• _WHAT TO WORK ON_
Quote the line containing "# point at: child in pink" and all lines that follow it in the listing below, exactly as written.

-- Start TASK MATERIAL --

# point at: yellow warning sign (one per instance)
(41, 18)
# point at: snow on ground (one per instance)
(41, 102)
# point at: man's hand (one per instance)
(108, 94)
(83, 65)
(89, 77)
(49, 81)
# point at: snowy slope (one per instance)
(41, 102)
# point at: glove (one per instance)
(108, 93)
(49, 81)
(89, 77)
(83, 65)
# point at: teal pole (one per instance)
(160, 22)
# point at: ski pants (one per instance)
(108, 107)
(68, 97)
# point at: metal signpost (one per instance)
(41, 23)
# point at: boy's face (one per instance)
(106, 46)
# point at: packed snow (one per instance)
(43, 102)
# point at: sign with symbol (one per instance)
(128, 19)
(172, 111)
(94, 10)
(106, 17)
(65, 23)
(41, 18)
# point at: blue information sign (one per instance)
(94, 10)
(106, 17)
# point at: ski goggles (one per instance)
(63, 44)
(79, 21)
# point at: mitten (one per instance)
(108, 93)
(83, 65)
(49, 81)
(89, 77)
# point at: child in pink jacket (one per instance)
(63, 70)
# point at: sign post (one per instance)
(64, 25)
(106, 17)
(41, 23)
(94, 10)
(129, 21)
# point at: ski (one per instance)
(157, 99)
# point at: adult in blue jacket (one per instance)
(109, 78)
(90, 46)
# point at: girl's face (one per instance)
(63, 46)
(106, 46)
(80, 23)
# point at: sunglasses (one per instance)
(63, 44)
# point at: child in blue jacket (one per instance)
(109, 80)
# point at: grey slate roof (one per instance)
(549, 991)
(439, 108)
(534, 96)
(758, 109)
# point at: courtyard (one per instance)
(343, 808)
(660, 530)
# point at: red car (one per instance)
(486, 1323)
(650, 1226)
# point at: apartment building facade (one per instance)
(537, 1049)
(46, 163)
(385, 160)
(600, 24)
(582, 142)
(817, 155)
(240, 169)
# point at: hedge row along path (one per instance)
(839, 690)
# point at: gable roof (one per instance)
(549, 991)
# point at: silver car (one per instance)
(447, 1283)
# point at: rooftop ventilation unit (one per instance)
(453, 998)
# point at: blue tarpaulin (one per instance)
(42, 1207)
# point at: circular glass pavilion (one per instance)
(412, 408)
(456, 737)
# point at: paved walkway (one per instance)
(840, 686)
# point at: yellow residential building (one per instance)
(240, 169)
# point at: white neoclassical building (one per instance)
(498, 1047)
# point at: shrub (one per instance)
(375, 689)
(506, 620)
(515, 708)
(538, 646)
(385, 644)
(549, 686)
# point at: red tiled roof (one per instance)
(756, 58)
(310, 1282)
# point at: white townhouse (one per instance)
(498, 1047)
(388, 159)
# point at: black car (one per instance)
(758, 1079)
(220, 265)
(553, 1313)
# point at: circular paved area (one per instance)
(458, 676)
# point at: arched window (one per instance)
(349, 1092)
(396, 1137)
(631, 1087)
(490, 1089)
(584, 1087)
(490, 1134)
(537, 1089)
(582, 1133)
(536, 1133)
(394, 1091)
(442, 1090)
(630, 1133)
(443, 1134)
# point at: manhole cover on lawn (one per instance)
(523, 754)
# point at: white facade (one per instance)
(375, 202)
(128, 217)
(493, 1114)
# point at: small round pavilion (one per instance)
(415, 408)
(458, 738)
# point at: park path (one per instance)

-- End TASK MATERIAL --

• _EXERCISE SOLUTION_
# point at: child in pink jacket (one per instance)
(63, 70)
# point at: sign post (one per instance)
(64, 25)
(106, 17)
(41, 23)
(94, 10)
(129, 21)
# point at: ski (one per instance)
(157, 99)
# point at: adult in blue jacket (one per instance)
(109, 78)
(90, 46)
# point at: girl's face (one per instance)
(63, 46)
(106, 46)
(80, 23)
# point at: sunglasses (one per instance)
(63, 44)
# point at: child in blue jacket (one per instance)
(109, 80)
# point at: grey slate roof (one per instance)
(549, 991)
(439, 108)
(534, 96)
(758, 109)
# point at: courtyard (one per instance)
(343, 808)
(660, 530)
# point at: red car (one per instance)
(486, 1323)
(650, 1226)
# point at: apartment building facade (one per instance)
(537, 1049)
(46, 163)
(385, 160)
(600, 24)
(582, 142)
(817, 155)
(240, 169)
# point at: hedge row along path (one per instance)
(839, 690)
# point at: gable roof (one per instance)
(549, 991)
# point at: silver car (one per instance)
(447, 1283)
# point at: rooftop ventilation unit (one per instance)
(453, 998)
# point at: blue tarpaulin (one per instance)
(42, 1207)
# point at: circular glass pavilion (one per instance)
(412, 408)
(456, 737)
# point at: paved walkway (one per instance)
(840, 686)
# point at: yellow residential building (one per instance)
(240, 169)
# point at: white neoclassical building (one per instance)
(498, 1047)
# point at: shrub (one per instance)
(375, 689)
(506, 620)
(515, 708)
(538, 646)
(385, 644)
(549, 686)
# point at: red tiled roof (one per instance)
(756, 58)
(310, 1282)
# point at: white townhouse (one per instance)
(498, 1047)
(388, 159)
# point at: black car (one per instance)
(758, 1079)
(220, 265)
(553, 1313)
# point at: circular paved area (one per instance)
(458, 676)
# point at: arched window (one per instance)
(349, 1092)
(396, 1137)
(631, 1087)
(490, 1089)
(584, 1087)
(490, 1134)
(537, 1089)
(582, 1133)
(536, 1133)
(394, 1091)
(442, 1090)
(630, 1133)
(443, 1134)
# point at: manhole cover on lawn (one per instance)
(523, 754)
# point at: white facade (one per instance)
(375, 202)
(128, 217)
(493, 1114)
# point at: small round pavilion (one per instance)
(415, 408)
(458, 738)
# point at: park path (one per instance)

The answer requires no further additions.